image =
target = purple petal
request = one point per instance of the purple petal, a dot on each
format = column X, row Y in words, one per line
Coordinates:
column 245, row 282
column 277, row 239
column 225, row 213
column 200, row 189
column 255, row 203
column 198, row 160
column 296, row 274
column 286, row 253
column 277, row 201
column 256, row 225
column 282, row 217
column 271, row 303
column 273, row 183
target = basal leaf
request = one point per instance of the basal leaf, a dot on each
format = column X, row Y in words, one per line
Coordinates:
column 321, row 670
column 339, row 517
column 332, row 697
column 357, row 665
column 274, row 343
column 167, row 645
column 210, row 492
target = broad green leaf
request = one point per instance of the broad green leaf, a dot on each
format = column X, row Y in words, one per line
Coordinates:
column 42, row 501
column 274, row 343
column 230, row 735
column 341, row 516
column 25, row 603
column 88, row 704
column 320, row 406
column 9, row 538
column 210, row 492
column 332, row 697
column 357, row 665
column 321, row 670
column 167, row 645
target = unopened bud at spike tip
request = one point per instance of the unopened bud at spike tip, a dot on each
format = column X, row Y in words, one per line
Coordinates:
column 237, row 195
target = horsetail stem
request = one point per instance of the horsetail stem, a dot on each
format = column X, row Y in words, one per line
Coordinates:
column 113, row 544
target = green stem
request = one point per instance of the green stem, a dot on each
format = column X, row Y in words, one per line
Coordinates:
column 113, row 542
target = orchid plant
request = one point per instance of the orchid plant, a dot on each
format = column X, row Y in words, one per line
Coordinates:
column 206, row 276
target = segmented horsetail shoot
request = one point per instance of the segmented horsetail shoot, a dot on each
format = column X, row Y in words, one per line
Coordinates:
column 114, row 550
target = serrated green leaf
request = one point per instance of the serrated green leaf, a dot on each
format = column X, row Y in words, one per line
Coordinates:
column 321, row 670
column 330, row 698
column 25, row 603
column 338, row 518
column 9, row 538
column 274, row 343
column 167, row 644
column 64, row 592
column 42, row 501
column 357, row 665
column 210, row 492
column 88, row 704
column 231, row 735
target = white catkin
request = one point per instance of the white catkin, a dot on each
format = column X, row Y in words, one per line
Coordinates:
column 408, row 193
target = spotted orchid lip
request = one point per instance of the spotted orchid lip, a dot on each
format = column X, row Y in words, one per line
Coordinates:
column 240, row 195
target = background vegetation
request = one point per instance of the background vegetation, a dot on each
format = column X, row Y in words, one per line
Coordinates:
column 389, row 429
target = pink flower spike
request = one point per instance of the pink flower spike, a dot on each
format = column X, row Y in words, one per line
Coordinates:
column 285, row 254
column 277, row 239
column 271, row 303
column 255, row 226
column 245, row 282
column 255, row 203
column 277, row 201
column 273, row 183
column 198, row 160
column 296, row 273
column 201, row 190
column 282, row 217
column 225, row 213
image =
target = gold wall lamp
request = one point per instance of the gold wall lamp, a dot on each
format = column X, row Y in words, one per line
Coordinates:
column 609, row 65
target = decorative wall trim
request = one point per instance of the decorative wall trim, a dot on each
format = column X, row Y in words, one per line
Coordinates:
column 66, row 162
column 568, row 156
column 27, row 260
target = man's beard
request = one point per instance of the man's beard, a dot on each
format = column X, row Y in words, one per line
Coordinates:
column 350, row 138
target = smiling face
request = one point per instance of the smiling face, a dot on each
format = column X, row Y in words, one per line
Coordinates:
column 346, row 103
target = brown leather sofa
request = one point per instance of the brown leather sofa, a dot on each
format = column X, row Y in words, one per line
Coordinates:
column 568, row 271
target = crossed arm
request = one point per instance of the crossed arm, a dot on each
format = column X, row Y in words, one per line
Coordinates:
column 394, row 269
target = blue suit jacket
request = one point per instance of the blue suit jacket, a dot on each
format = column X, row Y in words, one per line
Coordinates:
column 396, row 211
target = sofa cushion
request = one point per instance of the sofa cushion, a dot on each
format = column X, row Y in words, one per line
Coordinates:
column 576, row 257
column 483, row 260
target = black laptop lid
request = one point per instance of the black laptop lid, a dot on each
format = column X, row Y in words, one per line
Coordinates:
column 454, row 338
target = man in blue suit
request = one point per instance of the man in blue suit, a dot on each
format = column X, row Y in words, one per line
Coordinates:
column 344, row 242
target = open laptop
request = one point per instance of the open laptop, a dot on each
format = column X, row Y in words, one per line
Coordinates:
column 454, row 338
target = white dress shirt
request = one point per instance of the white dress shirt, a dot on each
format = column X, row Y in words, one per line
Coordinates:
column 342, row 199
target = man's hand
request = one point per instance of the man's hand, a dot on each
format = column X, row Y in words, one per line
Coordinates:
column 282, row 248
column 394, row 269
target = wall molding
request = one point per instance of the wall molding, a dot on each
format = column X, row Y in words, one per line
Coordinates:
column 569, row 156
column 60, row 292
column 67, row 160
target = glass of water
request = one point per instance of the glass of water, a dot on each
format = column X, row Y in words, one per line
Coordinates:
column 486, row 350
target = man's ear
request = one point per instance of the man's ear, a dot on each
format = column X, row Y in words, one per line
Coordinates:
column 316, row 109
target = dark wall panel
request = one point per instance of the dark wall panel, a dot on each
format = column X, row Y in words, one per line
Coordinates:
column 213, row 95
◆ ◆ ◆ ◆ ◆ ◆ ◆
INSTRUCTIONS FOR THE TASK: Render every line of the listing above as a numbered list, omitting any blank lines.

TASK SOLUTION:
1. image =
2. target = purple petal
3. request = one point per instance of the purple petal, a dot on each
4. format = column X, row Y in words, one per line
5. Coordinates:
6. column 245, row 282
7. column 277, row 239
8. column 225, row 213
9. column 200, row 189
10. column 255, row 203
11. column 198, row 160
12. column 296, row 274
13. column 286, row 253
14. column 277, row 201
15. column 256, row 225
16. column 282, row 217
17. column 271, row 303
18. column 273, row 183
19. target = basal leaf
20. request = one point per instance of the basal leaf, a dot on each
21. format = column X, row Y in words, one per line
22. Coordinates:
23. column 321, row 670
24. column 339, row 517
25. column 332, row 697
26. column 357, row 665
27. column 274, row 343
28. column 167, row 645
29. column 210, row 492
30. target = broad green leaf
31. request = one point per instance of the broad green leaf, a dot on each
32. format = column X, row Y in words, one per line
33. Coordinates:
34. column 42, row 501
35. column 274, row 343
36. column 230, row 735
37. column 341, row 516
38. column 25, row 603
39. column 88, row 704
40. column 320, row 406
41. column 9, row 538
42. column 210, row 492
43. column 332, row 697
44. column 357, row 665
45. column 321, row 670
46. column 167, row 645
47. target = unopened bud at spike tip
48. request = one point per instance of the unopened bud at spike tip, a dot on each
49. format = column X, row Y in words, one per line
50. Coordinates:
51. column 237, row 195
52. target = horsetail stem
53. request = one point per instance of the horsetail stem, a dot on each
54. format = column X, row Y in words, one per line
55. Coordinates:
56. column 113, row 544
57. target = green stem
58. request = one point per instance of the green stem, a dot on each
59. format = column X, row Y in words, one per line
60. Coordinates:
61. column 113, row 542
62. target = orchid plant
63. request = one point per instance of the orchid plant, a dot on each
64. format = column X, row Y in words, one per line
65. Coordinates:
66. column 206, row 276
67. target = segmented horsetail shoot
68. request = one point per instance of the segmented horsetail shoot, a dot on each
69. format = column X, row Y in words, one per line
70. Coordinates:
71. column 114, row 550
72. target = serrated green leaf
73. request = one point per instance of the serrated green leaf, a dot on each
74. format = column X, row Y in words, one per line
75. Coordinates:
76. column 321, row 670
77. column 330, row 698
78. column 25, row 603
79. column 338, row 518
80. column 9, row 538
81. column 274, row 343
82. column 167, row 644
83. column 64, row 592
84. column 42, row 501
85. column 357, row 665
86. column 210, row 492
87. column 88, row 704
88. column 231, row 735
89. target = white catkin
90. request = one point per instance of the white catkin, a dot on each
91. format = column X, row Y in words, one per line
92. Coordinates:
93. column 408, row 193
94. target = spotted orchid lip
95. request = one point per instance of the spotted orchid lip, a dot on each
96. format = column X, row Y in words, one per line
97. Coordinates:
98. column 240, row 195
99. target = background vegetation
100. request = one point per instance of the background vegetation, a dot on each
101. format = column X, row Y in words, one per line
102. Coordinates:
103. column 389, row 429
104. target = pink flower spike
105. request = one point per instance of the pink flower spike, a dot on each
106. format = column X, row Y in words, one per line
107. Coordinates:
108. column 285, row 254
109. column 277, row 239
110. column 271, row 303
111. column 255, row 226
112. column 245, row 282
113. column 255, row 203
114. column 277, row 201
115. column 273, row 183
116. column 198, row 160
117. column 296, row 273
118. column 201, row 190
119. column 282, row 217
120. column 225, row 213
121. image =
122. target = gold wall lamp
123. request = one point per instance of the gold wall lamp, a dot on each
124. format = column X, row Y in words, one per line
125. Coordinates:
126. column 609, row 65
127. target = decorative wall trim
128. request = one point per instance of the decorative wall trim, a dot on each
129. format = column X, row Y in words, one per line
130. Coordinates:
131. column 66, row 162
132. column 568, row 156
133. column 27, row 260
134. target = man's beard
135. request = one point per instance of the man's beard, a dot on each
136. format = column X, row Y in words, one per line
137. Coordinates:
138. column 350, row 138
139. target = smiling face
140. request = one point per instance of the smiling face, a dot on each
141. format = column X, row Y in words, one per line
142. Coordinates:
143. column 346, row 103
144. target = brown leather sofa
145. request = one point per instance of the brown leather sofa, a dot on each
146. format = column X, row Y in words, one per line
147. Coordinates:
148. column 568, row 271
149. target = crossed arm
150. request = one point per instance of the crossed arm, a dot on each
151. format = column X, row Y in words, one per line
152. Coordinates:
153. column 394, row 269
154. target = blue suit jacket
155. request = one point per instance of the blue suit jacket, a dot on each
156. format = column X, row Y in words, one per line
157. Coordinates:
158. column 396, row 211
159. target = sofa cushion
160. request = one point per instance of the sofa cushion, a dot on each
161. format = column X, row Y in words, one per line
162. Coordinates:
163. column 576, row 257
164. column 483, row 260
165. target = black laptop lid
166. request = one point per instance of the black laptop lid, a dot on each
167. format = column X, row Y in words, one per line
168. Coordinates:
169. column 454, row 338
170. target = man in blue suit
171. request = one point per instance of the man in blue suit, a dot on each
172. format = column X, row Y in words, one per line
173. Coordinates:
174. column 344, row 242
175. target = open laptop
176. request = one point per instance of the open laptop, a dot on each
177. format = column X, row Y in words, one per line
178. Coordinates:
179. column 454, row 338
180. target = white dress shirt
181. request = one point per instance of the white dress shirt, a dot on each
182. format = column X, row Y in words, one per line
183. Coordinates:
184. column 342, row 199
185. target = man's hand
186. request = one point per instance of the man's hand, a dot on each
187. format = column X, row Y in words, one per line
188. Coordinates:
189. column 282, row 248
190. column 394, row 269
191. target = wall molding
192. request = one point per instance of the wall molding, a dot on each
193. format = column X, row Y in words, one per line
194. Coordinates:
195. column 569, row 156
196. column 60, row 292
197. column 67, row 160
198. target = glass of water
199. request = one point per instance of the glass of water, a dot on each
200. format = column X, row Y in words, one per line
201. Coordinates:
202. column 486, row 350
203. target = man's ear
204. request = one point per instance of the man's ear, a dot on each
205. format = column X, row Y in words, one per line
206. Coordinates:
207. column 316, row 109
208. target = dark wall panel
209. request = one point per instance of the dark wall panel, a dot on each
210. format = column X, row Y in words, one per line
211. Coordinates:
212. column 213, row 95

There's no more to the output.